Bloc de texte:
──────
L'identité humaine porte en elle la forme de la condition
humaine plurielle et polymorphe,
non de façon disjointe ou successive, mais à la fois "faber, sapiens, economicus, ludens, déliriens,
demens". Elle ne se dissout ni dans l'espèce, ni dans
la société. Individu et sujet, l'homme se construit
dans un dialogue avec l'autre, mais aussi dans un dialogue avec
lui-même. Une partie de lui pense et vit un travail affectif et
imaginaire qui a pour horizon la mort, dans une "dialogique circulaire,
rationalité - affectivité - imaginaire - réel -
démence - névrose -
créativité." Le criminel, le fou, le saint, le prophète,
le génie, l'innovateur échappent aux normes courantes.
Morin refuse de réduire l'identité humaine à une
théorie homogène et unique. Il élargit nos modes
de pensée en soulignant la richesse et la complexité de
nos liens dans l'organisation sociale de la sexualité, au sein
de la famille et dans l'historicité de nos institutions. En
même temps, nous sommes en marche vers une identité
planétaire, dans une société de
méta-machines et de méta-connaissances. L'avenir est
donc très incertain, partagé entre une
méta-humanité (réaliser toutes les
potentialités humaines) et une surhumanité (faire un
choix de celles qui nous paraîtont humaines).
Morin propose une leçon d'humilité et de
tolérance à ceux qui prétendent détenir
les solutions de l'identité de certains groupes, voire de
l'identité planétaire. La somme des connaissances
humaines ne peut plus être l'apanage d'un groupe et la
diversité humaine est infinie. On ne peut en fixer
arbitrairement le cadre ou des normes rigides, ce serait
arrêter le mouvement humain par des sentiments contestables
conduisant à des destins douteux. Certes, cet avenir nous
réserve des surprises et Morin nous demande à le voir
avec lucidité et sans préjugés. Notamment en se
méfiant de la
mondialisation du modèle occidental "impulsée par le quadrimoteur efficace :
science-technique-industrie-capitalisme", capable d'occasionner des dégâts mettant
en danger les équilibres fondamentaux de la planète.
──────
Réécrivez sous forme de liste le paragraphe du texte sur l'identité humaine selon Morin qui commence par « L'identité humaine porte en elle ». Conservez-en les faits principaux.

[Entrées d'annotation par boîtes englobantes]
──────
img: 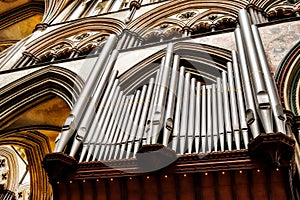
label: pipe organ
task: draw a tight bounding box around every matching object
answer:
[55,10,285,162]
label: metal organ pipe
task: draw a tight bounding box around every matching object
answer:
[232,50,249,148]
[56,24,285,162]
[179,73,191,154]
[251,25,286,133]
[227,62,241,149]
[163,55,180,146]
[133,78,154,156]
[239,9,273,133]
[55,35,117,152]
[235,28,260,137]
[187,78,198,153]
[172,67,185,152]
[222,72,232,151]
[195,82,201,153]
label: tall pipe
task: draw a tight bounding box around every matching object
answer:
[206,85,213,152]
[251,25,286,133]
[152,43,174,144]
[105,95,133,160]
[222,72,232,151]
[235,28,260,138]
[114,95,135,159]
[195,82,201,153]
[55,35,117,152]
[119,90,141,159]
[133,78,154,156]
[211,84,219,151]
[239,9,274,133]
[91,79,120,161]
[87,79,119,160]
[163,55,180,146]
[201,85,207,153]
[69,50,119,156]
[79,71,118,162]
[187,78,196,154]
[217,78,225,151]
[172,67,185,152]
[94,86,121,160]
[98,91,124,160]
[126,85,147,158]
[179,72,191,154]
[231,50,249,149]
[227,62,241,150]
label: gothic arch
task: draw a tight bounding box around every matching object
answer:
[128,0,248,35]
[275,42,300,115]
[0,146,19,191]
[26,18,125,55]
[0,66,83,129]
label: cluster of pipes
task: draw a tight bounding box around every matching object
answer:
[55,10,286,162]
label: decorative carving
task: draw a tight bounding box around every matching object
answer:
[178,11,197,20]
[75,33,90,40]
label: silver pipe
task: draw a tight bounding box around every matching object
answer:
[227,62,241,150]
[172,67,185,152]
[249,7,257,24]
[104,96,132,160]
[163,55,180,146]
[195,82,201,153]
[222,71,232,151]
[79,71,118,162]
[145,57,165,144]
[127,33,137,48]
[94,86,121,160]
[152,43,174,144]
[92,79,120,161]
[211,84,219,151]
[98,91,124,160]
[126,85,147,159]
[251,25,286,133]
[55,35,117,152]
[116,30,128,50]
[179,72,191,154]
[102,94,126,160]
[114,95,134,159]
[201,85,207,153]
[235,28,260,138]
[69,50,119,157]
[119,90,141,159]
[217,78,225,151]
[206,85,213,152]
[133,78,154,156]
[87,79,119,160]
[239,9,273,133]
[187,78,196,154]
[232,50,249,149]
[122,31,133,49]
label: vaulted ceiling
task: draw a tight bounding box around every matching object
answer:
[0,0,44,52]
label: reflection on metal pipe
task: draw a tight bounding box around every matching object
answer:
[179,73,191,154]
[232,50,249,149]
[217,78,225,151]
[187,78,196,154]
[251,25,286,133]
[195,82,201,153]
[222,72,232,151]
[172,67,185,152]
[227,62,241,149]
[239,9,273,133]
[235,28,260,138]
──────
Problème résolu:
- L'identité humaine est plurielle et polymorphe, à la fois « faber, sapiens, economicus, ludens, déliriens, demens ».
- Elle ne se dissout ni dans l'espèce ni dans la société. L'homme se construit dans un dialogue avec l'autre et avec lui-même.
- Une partie de lui vit un travail affectif et imaginaire qui a pour horizon la mort.
- Le criminel, le fou, le saint, le prophète, le génie et l'innovateur échappent aux normes courantes.
- Morin refuse de réduire l'identité humaine à une théorie homogène et unique. Il souligne la richesse et la complexité de nos liens : organisation sociale de la sexualité, famille, historicité des institutions.
- Nous allons vers une identité planétaire, dans une société de méta-machines et de méta-connaissances.
- L'avenir est très incertain, partagé entre une méta-humanité, qui réaliserait toutes les potentialités humaines, et une surhumanité, qui en choisirait certaines.
- Morin propose une leçon d'humilité et de tolérance. Aucun groupe ne peut détenir seul la somme des connaissances humaines, la diversité humaine est infinie et on ne peut lui fixer arbitrairement des normes rigides.
- Il demande de voir l'avenir avec lucidité et sans préjugés.
- Il appelle en particulier à se méfier de la mondialisation du modèle occidental, poussée par le « quadrimoteur » science-technique-industrie-capitalisme. Cette mondialisation peut mettre en danger les équilibres fondamentaux de la planète.